▶ [Exercise brief]
Rewrite the entries below with "one point per instance" swapped for "a single point for each instance" everywhere it occurs, keeping every other word the same. Don't include the pictures.

# # #

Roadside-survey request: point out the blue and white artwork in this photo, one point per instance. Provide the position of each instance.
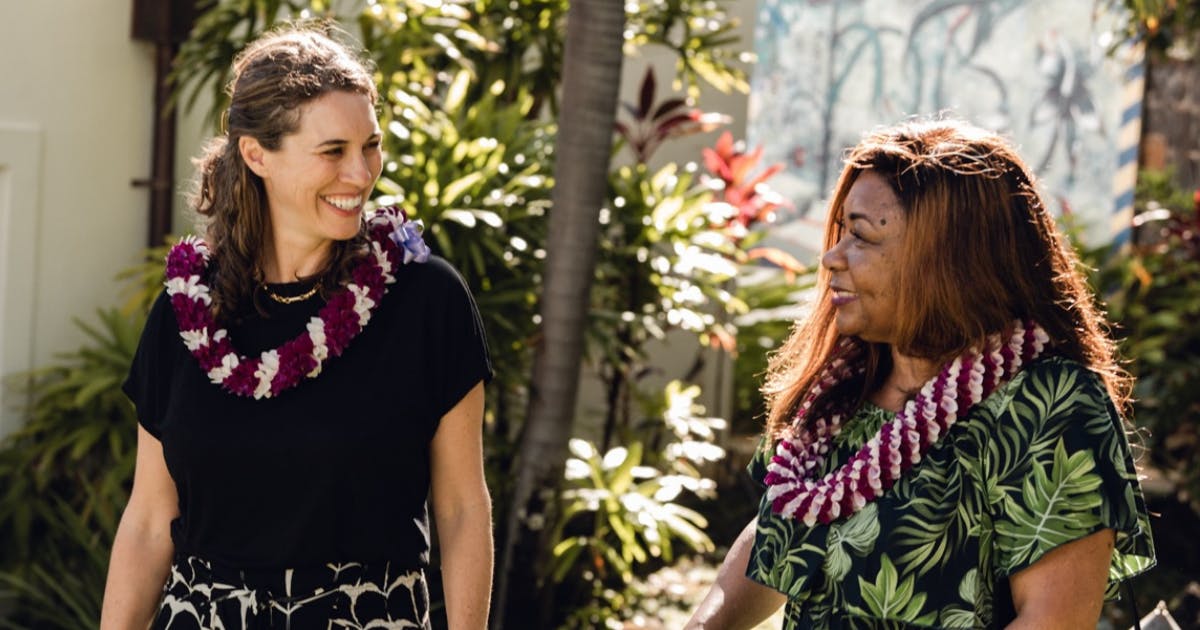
(1037, 72)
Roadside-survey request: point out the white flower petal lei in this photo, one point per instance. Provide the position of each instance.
(792, 485)
(186, 264)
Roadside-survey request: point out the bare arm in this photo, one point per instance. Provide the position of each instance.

# # #

▶ [Answer]
Roadside-survey request: point out the blue and white artwork in this photo, a single point for each instance. Provide the position of each instance.
(1037, 72)
Roadside-survey request: point out the white flower petal lei in this photo, a single point for each instance. Provide the position of each instance.
(792, 485)
(186, 264)
Roadside-survey request: point out the bare arm in this photo, a single point for each instance. Provide the position of each instance.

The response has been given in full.